Max Rowe, Outreach Administrator, LATEST2 & Advanced Metallic Systems CDT, commented, “Materials Science is a subject area which has fantastic career opportunities and allows you to combine the study of physics, chemistry and engineering in higher education. Unfortunately the subject is not well known amongst school children and these summer schools are a great way for us to spread the word and engage students with the subject. By combining practical activities with subject talks and industry visits we are able to give the students a varied experience over the 4 days and hopefully foster their interest in the subject in years to come.”
Spokesperson Gemma Murphy from The Smallpeice Trust commented, “We are very grateful for the support from LATEST2 and the University of Manchester. A key focus of this course is to give young people hands-on engineering experiences and to open their eyes to the rich and varied progression routes available to them. They have all learned a tremendous amount and really enjoyed every minute of their stay at the university.”
The Smallpeice Trust Engineering Materials course is part of an ongoing programme of subsidised residential courses to help young people aged 13 to 18 develop skills in engineering, design, technology and manufacturing.

• **Stated exercise**
Pull out the section of the summer school passage that runs from "The Smallpeice Trust Engineering" to "technology and manufacturing.", copying it word for word.

• **Data**

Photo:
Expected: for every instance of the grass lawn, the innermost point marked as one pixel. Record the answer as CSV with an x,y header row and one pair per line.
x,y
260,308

• **Task answer**
The Smallpeice Trust Engineering Materials course is part of an ongoing programme of subsidised residential courses to help young people aged 13 to 18 develop skills in engineering, design, technology and manufacturing.